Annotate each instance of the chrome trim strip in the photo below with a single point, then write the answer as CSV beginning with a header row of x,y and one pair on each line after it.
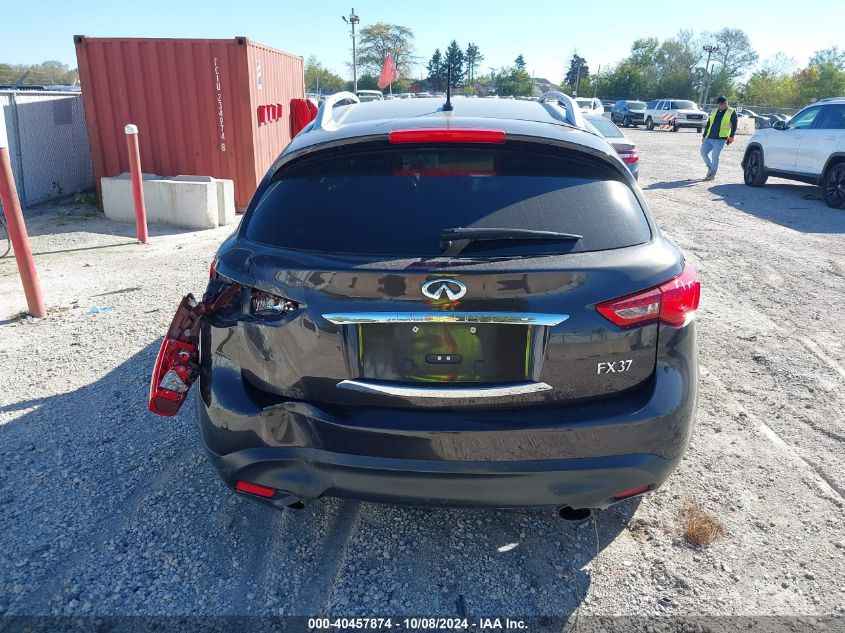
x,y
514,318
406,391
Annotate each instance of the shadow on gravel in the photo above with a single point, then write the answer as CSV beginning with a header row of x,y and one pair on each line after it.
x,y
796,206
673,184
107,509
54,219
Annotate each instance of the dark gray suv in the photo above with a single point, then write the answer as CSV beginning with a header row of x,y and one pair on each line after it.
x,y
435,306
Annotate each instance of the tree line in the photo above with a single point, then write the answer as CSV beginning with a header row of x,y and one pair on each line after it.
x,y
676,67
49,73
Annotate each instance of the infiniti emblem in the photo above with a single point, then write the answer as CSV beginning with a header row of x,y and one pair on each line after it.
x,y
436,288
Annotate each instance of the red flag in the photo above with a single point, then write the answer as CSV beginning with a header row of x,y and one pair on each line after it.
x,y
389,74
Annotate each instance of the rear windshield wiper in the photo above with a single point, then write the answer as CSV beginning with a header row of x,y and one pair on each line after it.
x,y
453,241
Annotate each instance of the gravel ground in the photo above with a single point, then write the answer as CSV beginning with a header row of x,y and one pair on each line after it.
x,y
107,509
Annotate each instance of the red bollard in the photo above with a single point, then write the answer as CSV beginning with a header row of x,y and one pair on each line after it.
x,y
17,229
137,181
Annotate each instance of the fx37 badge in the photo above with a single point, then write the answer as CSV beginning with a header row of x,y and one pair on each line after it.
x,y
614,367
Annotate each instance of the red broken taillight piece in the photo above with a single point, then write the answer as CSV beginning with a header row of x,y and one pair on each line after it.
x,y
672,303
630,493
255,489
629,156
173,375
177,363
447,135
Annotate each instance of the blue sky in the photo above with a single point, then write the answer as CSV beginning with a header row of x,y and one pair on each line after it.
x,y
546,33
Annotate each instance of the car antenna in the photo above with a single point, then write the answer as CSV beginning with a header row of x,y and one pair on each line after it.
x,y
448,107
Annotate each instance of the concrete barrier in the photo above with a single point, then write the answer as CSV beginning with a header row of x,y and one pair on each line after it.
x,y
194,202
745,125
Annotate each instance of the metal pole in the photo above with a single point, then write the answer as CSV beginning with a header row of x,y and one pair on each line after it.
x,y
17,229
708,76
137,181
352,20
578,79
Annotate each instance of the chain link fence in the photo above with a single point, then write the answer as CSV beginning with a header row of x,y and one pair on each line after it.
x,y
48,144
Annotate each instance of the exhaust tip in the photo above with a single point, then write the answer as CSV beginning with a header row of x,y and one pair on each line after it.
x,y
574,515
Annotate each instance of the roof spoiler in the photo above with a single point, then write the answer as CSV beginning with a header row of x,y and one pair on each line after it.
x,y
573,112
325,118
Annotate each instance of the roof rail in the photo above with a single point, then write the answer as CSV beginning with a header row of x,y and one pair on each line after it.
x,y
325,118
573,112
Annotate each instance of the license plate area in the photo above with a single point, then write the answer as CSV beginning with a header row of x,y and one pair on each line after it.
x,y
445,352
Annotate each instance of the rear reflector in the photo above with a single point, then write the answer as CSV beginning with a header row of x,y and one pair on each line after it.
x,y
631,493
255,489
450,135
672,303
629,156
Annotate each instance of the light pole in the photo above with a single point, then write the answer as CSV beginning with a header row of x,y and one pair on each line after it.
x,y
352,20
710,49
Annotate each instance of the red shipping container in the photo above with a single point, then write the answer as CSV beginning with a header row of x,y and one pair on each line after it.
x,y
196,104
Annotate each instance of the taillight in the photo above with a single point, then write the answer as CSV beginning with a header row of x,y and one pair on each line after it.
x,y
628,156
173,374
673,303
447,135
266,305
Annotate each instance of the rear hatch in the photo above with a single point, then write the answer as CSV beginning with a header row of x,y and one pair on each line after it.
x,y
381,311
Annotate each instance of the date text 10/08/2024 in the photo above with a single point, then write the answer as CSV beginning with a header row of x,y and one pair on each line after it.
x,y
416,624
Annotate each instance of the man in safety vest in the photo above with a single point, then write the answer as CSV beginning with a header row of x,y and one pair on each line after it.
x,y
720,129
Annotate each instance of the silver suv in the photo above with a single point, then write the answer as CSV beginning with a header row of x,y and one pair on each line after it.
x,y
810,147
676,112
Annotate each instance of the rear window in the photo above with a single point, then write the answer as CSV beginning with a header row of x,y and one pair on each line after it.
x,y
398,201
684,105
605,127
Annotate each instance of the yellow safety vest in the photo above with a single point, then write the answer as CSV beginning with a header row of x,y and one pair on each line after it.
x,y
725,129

● What you are asked to do:
Rewrite the part of the records that opens with the line containing "Annotate each instance of the silver" and closes with the last line of the records as a Markdown table with the columns Row and Text. Number each line in Row, put the line itself in Text, and leave out blank lines.

● Finished task:
| Row | Text |
|---|---|
| 1 | Annotate each instance of the silver suv in the photo above with a single point, then write the answer as CSV beginning with a header row of x,y and one pair on each line after it. |
| 2 | x,y |
| 3 | 810,147 |
| 4 | 676,112 |
| 5 | Annotate each instance of the rear window in the photo above with a single point, then write the answer as CSV beginning with a header row of x,y and one pair on each line after it. |
| 6 | x,y |
| 7 | 398,201 |
| 8 | 684,105 |
| 9 | 605,127 |
| 10 | Annotate each instance of the yellow safety vest in the photo above with a single point, then write the answer as CSV beginning with a header row of x,y and one pair on each line after it. |
| 11 | x,y |
| 12 | 725,129 |